__Text excerpt__.
================
Raj Kumar, Vs. JCIT Bhiwani Range, Prop. Mor Hatcheries, Bhiwani. Ludana Tehsil Safidon, Distt. Jind. Vs. JCIT Bhiwani Range, Bhiwani.
November, 06th 2013
         IN THE INCOME TAX APPELLATE TRIBUNAL
                DELHI BENCH "F" NEW DELHI
BEFORE SHRI R.P. TOLANI AND SHRI SHAMIM YAHYA


                           ITA No. 5167/Del/2012
                           Asstt. Yr: 2009-10

Raj Kumar,              Vs.            JCIT Bhiwani Range,
Prop. Mor Hatcheries,                       Bhiwani.
Ludana Tehsil Safidon,
Distt. Jind.
PAN/ GIR No. AOBPK 2993 K

( Appellant )                                ( Respondent )


                Appellant by : None
                Respondent by : Shri Vivek Kumar Sr. DR


                                  ORDER


PER R.P. TOLANI, J.M :


      This is assessee's appeal against CIT(A)- Rohtak's order dated 19-
07-2012 relating to the assessment year 2009-10.
================
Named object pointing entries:

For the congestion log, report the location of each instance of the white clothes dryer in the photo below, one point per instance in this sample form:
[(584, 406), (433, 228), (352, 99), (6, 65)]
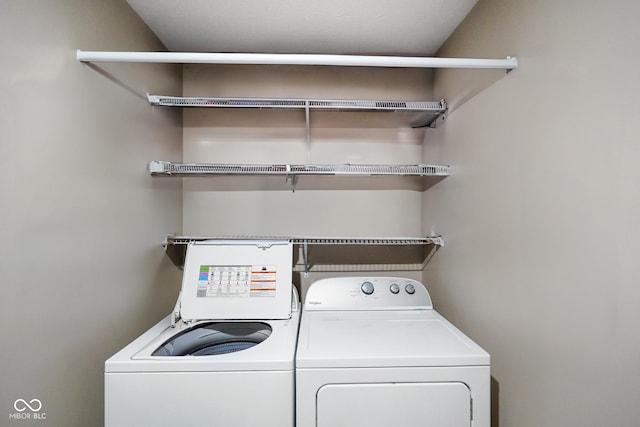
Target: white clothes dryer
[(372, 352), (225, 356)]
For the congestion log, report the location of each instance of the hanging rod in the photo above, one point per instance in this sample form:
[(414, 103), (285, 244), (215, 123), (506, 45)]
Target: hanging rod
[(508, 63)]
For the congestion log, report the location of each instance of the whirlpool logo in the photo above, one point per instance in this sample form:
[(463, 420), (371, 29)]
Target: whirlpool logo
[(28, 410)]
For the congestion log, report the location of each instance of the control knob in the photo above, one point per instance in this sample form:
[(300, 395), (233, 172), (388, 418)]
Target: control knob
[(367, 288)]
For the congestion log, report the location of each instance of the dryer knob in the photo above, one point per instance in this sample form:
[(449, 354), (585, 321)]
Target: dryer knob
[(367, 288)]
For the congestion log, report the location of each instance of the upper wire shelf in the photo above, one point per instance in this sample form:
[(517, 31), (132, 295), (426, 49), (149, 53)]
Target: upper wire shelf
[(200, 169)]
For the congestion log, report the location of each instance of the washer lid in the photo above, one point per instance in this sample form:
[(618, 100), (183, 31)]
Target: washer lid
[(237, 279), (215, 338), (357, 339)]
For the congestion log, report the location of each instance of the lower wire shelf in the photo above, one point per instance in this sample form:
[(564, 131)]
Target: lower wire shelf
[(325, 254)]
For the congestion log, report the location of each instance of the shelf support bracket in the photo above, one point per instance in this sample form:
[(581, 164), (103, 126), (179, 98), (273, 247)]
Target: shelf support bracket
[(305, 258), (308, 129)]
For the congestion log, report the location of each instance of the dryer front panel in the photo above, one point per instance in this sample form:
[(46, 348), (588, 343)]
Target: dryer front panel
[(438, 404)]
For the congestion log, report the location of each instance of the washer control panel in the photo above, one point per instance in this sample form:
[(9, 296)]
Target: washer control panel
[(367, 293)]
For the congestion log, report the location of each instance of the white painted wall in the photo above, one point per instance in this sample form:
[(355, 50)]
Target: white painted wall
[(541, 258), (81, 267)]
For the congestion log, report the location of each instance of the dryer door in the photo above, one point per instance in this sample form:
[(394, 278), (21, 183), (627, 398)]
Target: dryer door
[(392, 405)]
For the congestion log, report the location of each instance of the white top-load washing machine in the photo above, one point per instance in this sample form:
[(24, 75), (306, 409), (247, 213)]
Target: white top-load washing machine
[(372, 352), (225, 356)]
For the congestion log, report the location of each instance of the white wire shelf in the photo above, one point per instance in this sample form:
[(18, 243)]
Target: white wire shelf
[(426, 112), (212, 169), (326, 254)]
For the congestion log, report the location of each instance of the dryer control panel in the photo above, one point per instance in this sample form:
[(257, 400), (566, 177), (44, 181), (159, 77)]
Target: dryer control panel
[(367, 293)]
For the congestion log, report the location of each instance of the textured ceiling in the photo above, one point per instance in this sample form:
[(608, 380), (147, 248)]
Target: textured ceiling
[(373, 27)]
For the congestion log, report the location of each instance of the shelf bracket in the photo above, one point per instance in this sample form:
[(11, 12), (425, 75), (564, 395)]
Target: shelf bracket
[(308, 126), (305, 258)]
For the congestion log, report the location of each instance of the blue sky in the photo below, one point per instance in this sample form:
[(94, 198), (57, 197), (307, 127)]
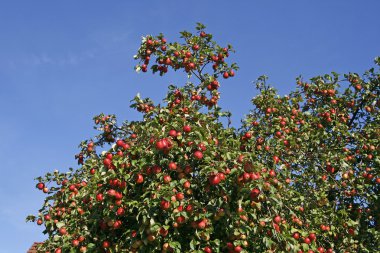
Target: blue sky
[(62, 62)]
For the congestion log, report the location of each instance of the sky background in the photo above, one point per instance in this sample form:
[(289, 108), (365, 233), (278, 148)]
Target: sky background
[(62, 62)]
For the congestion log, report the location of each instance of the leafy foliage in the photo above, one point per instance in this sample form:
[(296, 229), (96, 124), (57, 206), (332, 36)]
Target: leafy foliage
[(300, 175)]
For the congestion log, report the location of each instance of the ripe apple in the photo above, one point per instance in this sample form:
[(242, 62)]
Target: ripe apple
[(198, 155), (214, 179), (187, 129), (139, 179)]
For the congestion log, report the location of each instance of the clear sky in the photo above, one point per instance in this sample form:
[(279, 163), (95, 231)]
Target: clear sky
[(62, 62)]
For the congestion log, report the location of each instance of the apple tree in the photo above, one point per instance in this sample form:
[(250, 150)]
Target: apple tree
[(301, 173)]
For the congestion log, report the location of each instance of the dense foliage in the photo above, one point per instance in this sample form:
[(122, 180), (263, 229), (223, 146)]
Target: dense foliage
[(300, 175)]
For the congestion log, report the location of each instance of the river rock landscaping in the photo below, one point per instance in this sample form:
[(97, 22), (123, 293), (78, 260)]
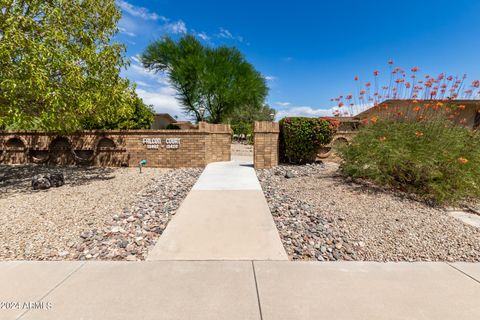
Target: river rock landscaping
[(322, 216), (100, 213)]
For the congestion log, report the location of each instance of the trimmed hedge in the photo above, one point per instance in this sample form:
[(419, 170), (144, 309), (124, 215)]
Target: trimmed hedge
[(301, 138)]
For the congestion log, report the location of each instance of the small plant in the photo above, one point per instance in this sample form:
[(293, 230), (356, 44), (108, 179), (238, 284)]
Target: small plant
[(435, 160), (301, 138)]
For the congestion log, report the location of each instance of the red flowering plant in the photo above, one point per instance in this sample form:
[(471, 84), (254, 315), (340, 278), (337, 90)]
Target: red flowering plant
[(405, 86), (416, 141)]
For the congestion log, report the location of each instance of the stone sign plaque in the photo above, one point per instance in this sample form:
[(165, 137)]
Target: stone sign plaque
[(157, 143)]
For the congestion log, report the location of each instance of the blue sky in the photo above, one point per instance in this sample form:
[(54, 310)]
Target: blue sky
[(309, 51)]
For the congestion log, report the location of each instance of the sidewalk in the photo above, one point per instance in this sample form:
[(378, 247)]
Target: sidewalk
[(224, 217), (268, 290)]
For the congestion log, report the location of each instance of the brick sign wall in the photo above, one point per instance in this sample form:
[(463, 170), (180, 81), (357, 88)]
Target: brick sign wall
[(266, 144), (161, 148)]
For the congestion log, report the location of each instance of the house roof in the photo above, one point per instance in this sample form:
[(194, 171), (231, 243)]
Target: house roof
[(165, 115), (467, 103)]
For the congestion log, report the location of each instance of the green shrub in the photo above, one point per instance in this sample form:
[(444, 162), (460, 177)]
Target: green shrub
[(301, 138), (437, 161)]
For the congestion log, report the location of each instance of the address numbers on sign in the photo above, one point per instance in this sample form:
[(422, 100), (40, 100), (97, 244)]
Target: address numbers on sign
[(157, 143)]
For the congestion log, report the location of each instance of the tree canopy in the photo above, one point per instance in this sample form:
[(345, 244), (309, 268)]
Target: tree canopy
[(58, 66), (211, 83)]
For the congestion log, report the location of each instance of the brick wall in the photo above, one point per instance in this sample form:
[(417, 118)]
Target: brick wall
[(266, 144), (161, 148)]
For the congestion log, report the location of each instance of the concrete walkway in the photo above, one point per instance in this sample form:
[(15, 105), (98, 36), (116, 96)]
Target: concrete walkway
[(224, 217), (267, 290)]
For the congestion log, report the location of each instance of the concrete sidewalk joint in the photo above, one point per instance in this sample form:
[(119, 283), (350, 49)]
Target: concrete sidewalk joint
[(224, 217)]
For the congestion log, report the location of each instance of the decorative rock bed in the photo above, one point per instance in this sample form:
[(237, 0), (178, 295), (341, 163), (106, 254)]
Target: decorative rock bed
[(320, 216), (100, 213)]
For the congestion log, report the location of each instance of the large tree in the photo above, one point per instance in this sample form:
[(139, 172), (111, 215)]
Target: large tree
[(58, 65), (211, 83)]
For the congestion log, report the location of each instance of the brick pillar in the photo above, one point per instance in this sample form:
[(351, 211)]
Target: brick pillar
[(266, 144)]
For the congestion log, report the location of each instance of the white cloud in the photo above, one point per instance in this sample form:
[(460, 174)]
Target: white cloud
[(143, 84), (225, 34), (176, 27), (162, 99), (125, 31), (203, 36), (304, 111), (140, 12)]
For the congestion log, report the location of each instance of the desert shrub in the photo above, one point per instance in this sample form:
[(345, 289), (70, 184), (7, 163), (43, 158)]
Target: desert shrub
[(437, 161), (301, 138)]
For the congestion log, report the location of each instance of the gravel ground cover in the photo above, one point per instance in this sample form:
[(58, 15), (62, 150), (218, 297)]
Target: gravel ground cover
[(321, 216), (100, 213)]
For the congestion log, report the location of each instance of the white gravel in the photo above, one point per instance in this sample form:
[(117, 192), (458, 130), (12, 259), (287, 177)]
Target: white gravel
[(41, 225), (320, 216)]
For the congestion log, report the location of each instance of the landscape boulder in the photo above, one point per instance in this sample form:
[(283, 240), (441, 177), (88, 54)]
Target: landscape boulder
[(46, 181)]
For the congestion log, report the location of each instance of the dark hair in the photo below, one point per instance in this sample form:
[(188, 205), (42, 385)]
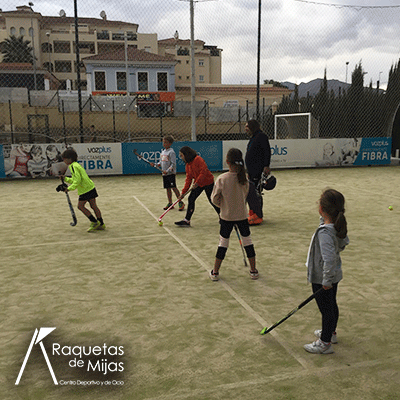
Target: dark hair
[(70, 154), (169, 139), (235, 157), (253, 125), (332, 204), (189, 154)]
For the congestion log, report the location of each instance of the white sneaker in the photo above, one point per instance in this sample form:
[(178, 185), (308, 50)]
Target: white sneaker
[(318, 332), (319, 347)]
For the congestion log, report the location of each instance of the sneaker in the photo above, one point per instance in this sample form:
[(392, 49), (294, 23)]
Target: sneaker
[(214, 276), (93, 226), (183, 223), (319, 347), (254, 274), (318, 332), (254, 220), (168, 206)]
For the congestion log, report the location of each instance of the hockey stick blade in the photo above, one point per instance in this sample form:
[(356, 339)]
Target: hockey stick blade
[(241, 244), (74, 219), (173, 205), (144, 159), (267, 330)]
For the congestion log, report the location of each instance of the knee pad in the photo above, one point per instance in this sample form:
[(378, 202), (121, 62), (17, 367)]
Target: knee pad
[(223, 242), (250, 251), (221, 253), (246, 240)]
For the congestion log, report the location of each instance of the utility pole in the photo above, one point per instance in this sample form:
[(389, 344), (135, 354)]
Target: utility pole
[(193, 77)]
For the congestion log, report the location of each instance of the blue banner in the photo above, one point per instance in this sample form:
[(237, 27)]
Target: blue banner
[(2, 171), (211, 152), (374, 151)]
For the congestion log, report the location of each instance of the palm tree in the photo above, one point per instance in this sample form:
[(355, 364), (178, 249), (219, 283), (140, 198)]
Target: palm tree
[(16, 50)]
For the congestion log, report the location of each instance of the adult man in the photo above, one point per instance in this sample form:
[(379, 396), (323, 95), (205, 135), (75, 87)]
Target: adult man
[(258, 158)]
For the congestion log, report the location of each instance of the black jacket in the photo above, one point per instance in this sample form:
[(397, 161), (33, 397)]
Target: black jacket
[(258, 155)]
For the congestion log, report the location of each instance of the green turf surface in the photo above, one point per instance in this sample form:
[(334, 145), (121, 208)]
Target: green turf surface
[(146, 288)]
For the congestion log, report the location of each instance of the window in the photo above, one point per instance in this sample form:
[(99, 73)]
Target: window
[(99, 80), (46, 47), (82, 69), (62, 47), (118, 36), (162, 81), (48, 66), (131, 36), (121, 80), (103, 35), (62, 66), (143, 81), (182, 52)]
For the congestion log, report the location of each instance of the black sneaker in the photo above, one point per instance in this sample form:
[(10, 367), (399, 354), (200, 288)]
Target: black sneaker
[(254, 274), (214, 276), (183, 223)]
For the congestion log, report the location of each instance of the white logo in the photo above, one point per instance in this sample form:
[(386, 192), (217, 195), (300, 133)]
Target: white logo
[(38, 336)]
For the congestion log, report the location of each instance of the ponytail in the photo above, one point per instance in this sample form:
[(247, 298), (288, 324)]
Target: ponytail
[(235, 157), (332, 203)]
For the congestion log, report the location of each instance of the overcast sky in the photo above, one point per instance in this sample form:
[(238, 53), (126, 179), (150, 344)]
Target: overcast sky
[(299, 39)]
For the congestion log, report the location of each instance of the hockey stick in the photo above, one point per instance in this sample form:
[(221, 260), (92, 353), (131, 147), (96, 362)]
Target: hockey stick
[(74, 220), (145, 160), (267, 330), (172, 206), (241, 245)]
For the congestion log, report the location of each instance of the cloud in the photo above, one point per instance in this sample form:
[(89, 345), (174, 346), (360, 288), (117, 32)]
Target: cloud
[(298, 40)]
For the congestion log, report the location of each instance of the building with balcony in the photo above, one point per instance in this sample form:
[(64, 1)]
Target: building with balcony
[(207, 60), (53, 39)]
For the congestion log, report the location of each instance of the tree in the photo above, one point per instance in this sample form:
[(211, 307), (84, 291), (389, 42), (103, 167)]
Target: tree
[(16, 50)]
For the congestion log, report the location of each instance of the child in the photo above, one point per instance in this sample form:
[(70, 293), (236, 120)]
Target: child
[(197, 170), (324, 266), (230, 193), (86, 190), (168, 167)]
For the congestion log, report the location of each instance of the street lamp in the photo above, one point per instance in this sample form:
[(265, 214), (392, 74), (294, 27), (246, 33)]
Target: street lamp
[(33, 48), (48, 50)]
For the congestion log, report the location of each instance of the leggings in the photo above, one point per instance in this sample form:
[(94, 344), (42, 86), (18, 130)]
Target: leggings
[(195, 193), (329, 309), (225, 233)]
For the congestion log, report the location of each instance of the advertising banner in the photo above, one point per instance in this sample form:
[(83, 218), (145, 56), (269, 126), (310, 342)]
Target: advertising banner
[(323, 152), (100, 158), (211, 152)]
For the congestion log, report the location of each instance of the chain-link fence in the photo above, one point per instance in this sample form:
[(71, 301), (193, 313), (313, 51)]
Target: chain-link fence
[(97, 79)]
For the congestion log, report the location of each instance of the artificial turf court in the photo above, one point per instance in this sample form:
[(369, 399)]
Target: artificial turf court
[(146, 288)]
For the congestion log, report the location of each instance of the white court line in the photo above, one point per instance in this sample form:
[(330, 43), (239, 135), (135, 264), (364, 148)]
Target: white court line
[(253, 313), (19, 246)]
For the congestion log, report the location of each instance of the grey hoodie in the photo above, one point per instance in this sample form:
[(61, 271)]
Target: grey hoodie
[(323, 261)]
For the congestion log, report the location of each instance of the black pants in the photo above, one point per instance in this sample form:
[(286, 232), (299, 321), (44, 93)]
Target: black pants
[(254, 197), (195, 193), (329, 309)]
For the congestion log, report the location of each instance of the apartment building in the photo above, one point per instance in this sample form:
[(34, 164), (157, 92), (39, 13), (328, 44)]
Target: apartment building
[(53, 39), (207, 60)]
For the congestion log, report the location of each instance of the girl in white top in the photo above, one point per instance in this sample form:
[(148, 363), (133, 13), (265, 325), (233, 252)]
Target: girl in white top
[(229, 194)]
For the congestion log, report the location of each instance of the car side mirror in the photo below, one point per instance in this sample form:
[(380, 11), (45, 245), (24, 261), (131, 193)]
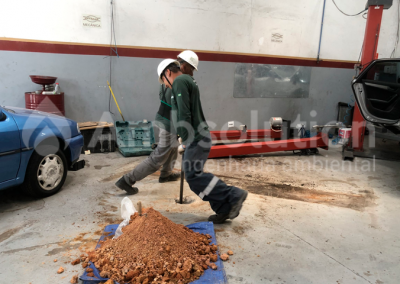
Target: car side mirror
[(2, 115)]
================
__Directions__.
[1] Set down the part of the tribunal order starting at "ITA No. 5167/Del/2012" and ending at "( Respondent )", word for word.
[2] Using the tribunal order, decide whether each statement holds: (a) Shri Vivek Kumar appeared for the respondent; (b) someone appeared for the appellant; (c) the appeal relates to the assessment year 2010-11. Answer yes or no to each and quote the words that decide it.
The records have no connection to the tribunal order.

__Set of answers__.
[1]
ITA No. 5167/Del/2012
                           Asstt. Yr: 2009-10

Raj Kumar,              Vs.            JCIT Bhiwani Range,
Prop. Mor Hatcheries,                       Bhiwani.
Ludana Tehsil Safidon,
Distt. Jind.
PAN/ GIR No. AOBPK 2993 K

( Appellant )                                ( Respondent )

[2]
(a) Yes: "Respondent by : Shri Vivek Kumar Sr. DR"
(b) No: "Appellant by : None"
(c) No: "relating to the assessment year 2009-10"